## Tugas
**a.** Dalam tulisan tentang integrasi Papua, berapa jumlah suku bangsa Papua yang disebutkan?
**b.** Teruskan tulisan tentang integrasi Papua setelah kalimat terakhir yang tercantum.

## Dokumen Sumber
Pages

Pages

Sabtu, 16 November 2013

PERISTIWA INTEGRASI PAPUA UNTUK SIAPA..?

Integrasi West Papua ke Indonesia (foto,IST/http://jaringnews.com)
Oleh : YANCE A GOBAY

Peristiwa integrasi Papua dalam bingkai NKRI kini masih menarik perhatian berbagai pihak. Tentunya, mereka juga memiliki pandangan yang berbeda-beda dalam mengenang hari ulang tahun kemerdekaan RI ke 50 yang lalu. Mereka pun mengenang para pahlawan yang telah gugur dalam medan pertempuran dengan para penjajah Belanda.

Tidak hanya itu, mereka lagi pula mengenang segala kegagalan dan kesusksesan, keuntungan dan kerugian yang terbentang dalam sejarah tersebut (baca Papua Pos: Papua Peringatan 50 Tahun Kembalinya Papua ke dalam NKRI Rabu, 01 Mey 2013, hal. 1). Lagi pula, Papua sampai kini masih mengalami sebagai warga kelas dua. 

Martabatnya semakin hancur bagaikan kepingan-kepingan emas dan pertama. Itulah wajah integritas Papua dalam NKRI. Tapi pertanyaan mendasar adalah integrasi dari apa dan untuk siapa?
Perbedaan Ideologi

Rakyat asli Papua biasa mengakui bahwa mereka adalah manusia sejati. Itu artinya mereka berada sebagai manusia sempurna sejak semula. Kesejatianya mulai semakin berpotensi dalam segenap realitas Papua. 

Syarat sebagai manusia sejati yakni mereka memiliki norma dan hukum moral yang terbatas, punya filosofi hidup, alam yang kaya raya bagai surga dunia, 250 an suku bangsa Papua dan memiliki tatapan akan kebahagiaan secara sejati pula. Semua kriteria ini pernah dihayati sejak mereka ada sebagai manusia sejati sampai sekarang dan di sini. Ini juga menjadi ingatan bersama dalam sejarah hidupnya.

## Beberapa data

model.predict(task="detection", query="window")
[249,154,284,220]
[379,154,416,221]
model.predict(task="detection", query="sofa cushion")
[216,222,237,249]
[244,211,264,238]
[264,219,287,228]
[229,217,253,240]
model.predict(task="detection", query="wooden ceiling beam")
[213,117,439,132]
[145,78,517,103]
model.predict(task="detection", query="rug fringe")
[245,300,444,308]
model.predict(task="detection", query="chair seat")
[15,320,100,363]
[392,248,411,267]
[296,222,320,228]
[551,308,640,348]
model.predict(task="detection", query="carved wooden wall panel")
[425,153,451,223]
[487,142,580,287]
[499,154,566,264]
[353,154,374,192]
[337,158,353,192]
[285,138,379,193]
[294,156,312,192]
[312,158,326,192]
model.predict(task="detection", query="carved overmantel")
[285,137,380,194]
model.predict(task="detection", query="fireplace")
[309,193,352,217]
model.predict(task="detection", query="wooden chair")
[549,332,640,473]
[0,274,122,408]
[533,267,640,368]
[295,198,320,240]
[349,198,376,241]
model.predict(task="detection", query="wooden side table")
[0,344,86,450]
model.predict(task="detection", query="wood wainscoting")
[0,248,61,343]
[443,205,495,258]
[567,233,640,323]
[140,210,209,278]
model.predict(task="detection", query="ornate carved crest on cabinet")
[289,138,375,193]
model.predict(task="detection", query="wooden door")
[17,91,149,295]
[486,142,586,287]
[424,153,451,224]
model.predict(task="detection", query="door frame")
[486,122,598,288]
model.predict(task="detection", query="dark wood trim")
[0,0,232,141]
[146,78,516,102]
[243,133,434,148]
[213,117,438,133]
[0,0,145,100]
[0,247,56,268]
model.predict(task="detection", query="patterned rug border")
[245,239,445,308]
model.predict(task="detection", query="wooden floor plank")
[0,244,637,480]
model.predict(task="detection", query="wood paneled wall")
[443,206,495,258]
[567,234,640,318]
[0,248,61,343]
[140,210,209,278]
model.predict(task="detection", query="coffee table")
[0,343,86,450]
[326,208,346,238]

## Jawaban Latihan
**a.** Sekitar 250 suku bangsa.

**b.**
Dalam kaitan dengan ideologi Papua, orang luar juga pernah mengakuinya secara baik adanya. Salah satu contoh gamblangnya yakni pemerintah Belanda. Ia mengakui ideologi bangsa Papua dengan ikut mengumandangkan lambang kenegraan yakni sangsaka bendara bintang kejora, lagu kebangsaan “Hai Tanah-ku Papua”, dan struktur kabinet dan burung mambruk sebagai lambang kedaulatan kemerdekaan bangsa Papua. 

Peristiwa kemerdekaan ini pernah dihayati di seluruh Tanah Air Papua sejak 1 Desember 1961, di bawah pengawasan Kerajaan India Belanda di Holandia, sekarang dikenal dengan (Jayapura).

Meskipun demikian, akan tetapi pemerintah RI mengekspresikan sebuah ideologinya secara berbeda dan keliru. Perbedaan ideologi itu dinyatakan pemerintah RI melalui peristiwa Trikora di alun-alun Yogyakarta 1 Mey, 1961. 

Melalui peristiwa Trikora, Presiden Sukarno mengumandangkan tiga pesan mendasar yakni menghancurkan Negara Papua Barat buatan Negara Belanda Boneka, mempercepat mobilisasi massa, memperluas militerisme di Tanah Papua. Sampai kini, tiga amanat ini masih merupakan misi dunia koloni dalam mengelolah alam dan manusia Papua demi kepentingan ekonomi dan pilitik semu belaka (selanjutnya….anda baca gejala Papua).
Derita Papua

Eksistensi penderitaan Papua masih semakin gencar bertumbuh sumbur di Papua. Mereka dibuat berada dari penderitaan dan tangisan untuk bersatu dalam NKRI. Penderitaan Papua tentunya menjadi makanan harian di sana-sini, karena masih ada tindak kekerasan dan konflik dari pemerintah RI atas rakyat asli dan alam Papua.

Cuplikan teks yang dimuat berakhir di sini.